Point annotation dataset records =
====

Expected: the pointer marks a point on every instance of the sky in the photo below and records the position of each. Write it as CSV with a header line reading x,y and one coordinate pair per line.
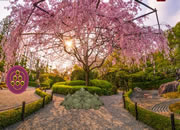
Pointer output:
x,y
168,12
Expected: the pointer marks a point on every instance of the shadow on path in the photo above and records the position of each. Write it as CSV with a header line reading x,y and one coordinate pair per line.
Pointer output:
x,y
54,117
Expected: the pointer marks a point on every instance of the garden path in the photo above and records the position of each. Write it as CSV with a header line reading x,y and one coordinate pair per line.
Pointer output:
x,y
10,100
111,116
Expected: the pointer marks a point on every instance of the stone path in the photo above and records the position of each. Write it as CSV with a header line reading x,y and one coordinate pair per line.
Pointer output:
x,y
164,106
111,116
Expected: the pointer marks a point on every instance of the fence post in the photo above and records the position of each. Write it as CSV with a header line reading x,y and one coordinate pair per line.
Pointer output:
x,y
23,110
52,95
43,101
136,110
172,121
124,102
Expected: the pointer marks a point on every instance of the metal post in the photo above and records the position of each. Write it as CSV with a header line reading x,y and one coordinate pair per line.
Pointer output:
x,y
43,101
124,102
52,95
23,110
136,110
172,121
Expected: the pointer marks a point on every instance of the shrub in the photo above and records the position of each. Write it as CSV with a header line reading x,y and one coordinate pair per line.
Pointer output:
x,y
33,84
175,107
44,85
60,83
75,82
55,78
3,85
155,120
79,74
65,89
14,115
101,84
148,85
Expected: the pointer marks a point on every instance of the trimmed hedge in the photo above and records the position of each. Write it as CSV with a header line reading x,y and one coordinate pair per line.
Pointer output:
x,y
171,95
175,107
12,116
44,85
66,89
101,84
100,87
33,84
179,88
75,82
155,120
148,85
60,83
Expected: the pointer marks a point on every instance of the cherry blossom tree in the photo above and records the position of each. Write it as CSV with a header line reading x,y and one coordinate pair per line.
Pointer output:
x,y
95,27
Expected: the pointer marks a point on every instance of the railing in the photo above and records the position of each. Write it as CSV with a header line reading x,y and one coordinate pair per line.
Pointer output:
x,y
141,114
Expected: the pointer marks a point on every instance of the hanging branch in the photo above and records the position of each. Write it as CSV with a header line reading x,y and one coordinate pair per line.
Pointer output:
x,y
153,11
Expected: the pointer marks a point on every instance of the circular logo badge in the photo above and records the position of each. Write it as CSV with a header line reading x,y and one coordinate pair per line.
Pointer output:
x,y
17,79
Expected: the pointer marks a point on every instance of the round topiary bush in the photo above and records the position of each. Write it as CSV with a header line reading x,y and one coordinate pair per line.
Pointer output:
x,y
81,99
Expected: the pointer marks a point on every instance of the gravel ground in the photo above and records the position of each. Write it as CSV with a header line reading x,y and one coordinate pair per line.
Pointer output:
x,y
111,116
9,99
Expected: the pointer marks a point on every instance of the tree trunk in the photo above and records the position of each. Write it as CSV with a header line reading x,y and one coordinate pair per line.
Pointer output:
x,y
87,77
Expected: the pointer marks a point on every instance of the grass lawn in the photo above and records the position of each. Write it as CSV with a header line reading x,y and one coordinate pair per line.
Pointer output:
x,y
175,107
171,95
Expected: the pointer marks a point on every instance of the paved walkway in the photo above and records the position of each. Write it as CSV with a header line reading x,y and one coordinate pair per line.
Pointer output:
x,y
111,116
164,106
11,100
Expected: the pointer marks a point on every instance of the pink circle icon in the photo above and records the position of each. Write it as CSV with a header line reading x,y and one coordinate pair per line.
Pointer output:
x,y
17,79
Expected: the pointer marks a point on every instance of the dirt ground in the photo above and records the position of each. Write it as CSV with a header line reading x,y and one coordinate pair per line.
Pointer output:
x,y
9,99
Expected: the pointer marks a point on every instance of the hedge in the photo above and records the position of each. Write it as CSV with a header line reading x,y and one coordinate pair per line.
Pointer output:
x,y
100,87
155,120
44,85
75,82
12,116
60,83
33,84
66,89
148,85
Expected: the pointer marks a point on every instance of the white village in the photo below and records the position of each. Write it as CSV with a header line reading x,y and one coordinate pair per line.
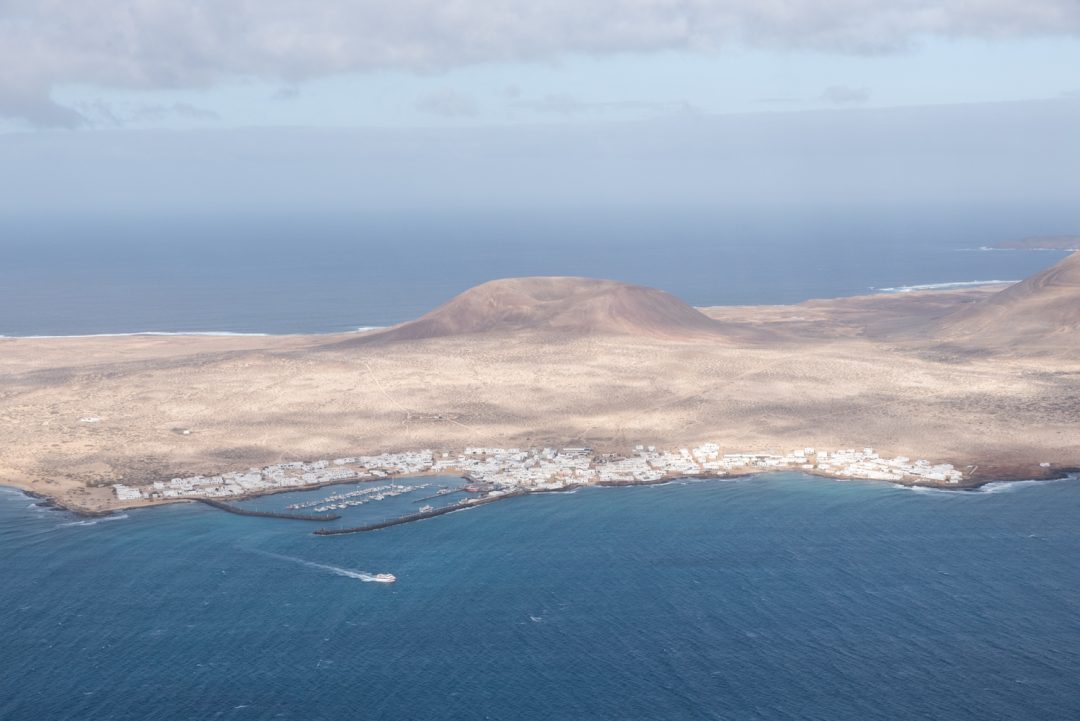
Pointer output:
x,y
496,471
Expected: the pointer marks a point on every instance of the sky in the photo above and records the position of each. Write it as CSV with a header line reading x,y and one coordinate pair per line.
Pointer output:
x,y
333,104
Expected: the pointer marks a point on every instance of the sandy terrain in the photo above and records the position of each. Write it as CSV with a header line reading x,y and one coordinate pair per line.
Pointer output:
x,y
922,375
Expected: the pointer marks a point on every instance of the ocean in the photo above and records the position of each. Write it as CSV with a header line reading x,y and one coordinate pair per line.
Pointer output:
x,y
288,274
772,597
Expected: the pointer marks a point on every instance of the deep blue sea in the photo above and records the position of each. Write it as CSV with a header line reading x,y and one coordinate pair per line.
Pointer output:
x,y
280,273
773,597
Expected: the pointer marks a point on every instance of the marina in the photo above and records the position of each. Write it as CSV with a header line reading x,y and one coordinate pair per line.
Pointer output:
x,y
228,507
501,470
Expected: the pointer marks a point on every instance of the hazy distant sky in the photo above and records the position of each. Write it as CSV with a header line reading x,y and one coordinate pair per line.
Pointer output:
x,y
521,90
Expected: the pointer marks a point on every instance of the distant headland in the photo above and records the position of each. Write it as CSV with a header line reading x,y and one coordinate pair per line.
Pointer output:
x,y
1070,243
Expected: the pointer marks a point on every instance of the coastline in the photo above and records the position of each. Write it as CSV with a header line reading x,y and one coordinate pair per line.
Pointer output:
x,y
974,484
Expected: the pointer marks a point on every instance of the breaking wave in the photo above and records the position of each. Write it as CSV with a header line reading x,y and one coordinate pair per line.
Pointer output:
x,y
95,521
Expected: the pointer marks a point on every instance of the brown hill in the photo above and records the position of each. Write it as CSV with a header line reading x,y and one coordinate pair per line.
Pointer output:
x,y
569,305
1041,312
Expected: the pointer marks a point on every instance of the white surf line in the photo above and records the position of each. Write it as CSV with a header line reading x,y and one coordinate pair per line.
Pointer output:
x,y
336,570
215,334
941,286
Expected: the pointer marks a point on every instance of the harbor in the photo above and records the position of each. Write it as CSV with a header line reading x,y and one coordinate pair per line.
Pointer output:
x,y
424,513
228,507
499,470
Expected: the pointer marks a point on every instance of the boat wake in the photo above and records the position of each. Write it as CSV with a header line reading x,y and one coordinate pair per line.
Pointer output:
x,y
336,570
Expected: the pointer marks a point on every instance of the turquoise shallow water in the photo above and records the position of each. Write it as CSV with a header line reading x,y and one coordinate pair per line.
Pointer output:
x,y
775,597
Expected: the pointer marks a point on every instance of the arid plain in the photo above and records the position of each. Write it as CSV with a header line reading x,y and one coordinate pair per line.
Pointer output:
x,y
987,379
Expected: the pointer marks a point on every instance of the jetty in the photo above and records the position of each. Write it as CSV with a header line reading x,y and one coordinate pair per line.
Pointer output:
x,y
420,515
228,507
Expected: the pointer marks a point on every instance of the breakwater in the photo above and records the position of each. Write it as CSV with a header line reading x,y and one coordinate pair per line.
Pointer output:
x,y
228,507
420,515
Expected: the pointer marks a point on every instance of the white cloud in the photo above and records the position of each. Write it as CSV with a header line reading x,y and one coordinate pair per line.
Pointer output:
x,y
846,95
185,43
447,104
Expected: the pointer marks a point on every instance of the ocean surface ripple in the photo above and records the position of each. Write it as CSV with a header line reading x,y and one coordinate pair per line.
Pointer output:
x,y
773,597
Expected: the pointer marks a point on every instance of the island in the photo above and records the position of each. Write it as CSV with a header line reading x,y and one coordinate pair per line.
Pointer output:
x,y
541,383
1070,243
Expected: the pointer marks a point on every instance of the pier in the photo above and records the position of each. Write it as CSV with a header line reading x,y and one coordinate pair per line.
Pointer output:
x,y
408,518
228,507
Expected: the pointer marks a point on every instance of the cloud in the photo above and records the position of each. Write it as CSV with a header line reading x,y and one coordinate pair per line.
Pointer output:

====

Your task is to transcribe the line containing "the ocean surface" and every line after it, through the last line of the data, exactly as written and with nothing more.

RESULT FOR THIS EXERCISE =
Expected: the pointer marks a point on every instance of the ocean surface ripple in the photo above and records the position of each. Write it as CSV with a header line reading x,y and one coordinate pair per line.
Pointer output:
x,y
773,597
Expected: the pointer marks a point on every instance of the island in the photo above and records the position of each. Write it as CSV with a header line reading x,y and one coordinate pair per line.
Pointer output:
x,y
541,383
1070,243
Expected: the pointer marks a point on every instance of the pier in the photo above and records the position of each. Write it as CSV with a header line reading x,y and one coordinate pair per line.
Pointer output:
x,y
408,518
228,507
Expected: the pointer marks a point on every instance of the cloud in the photo above and records the position of each. Write it as CSV with a header line reading x,y and one coordinate pair per line.
Pointer output:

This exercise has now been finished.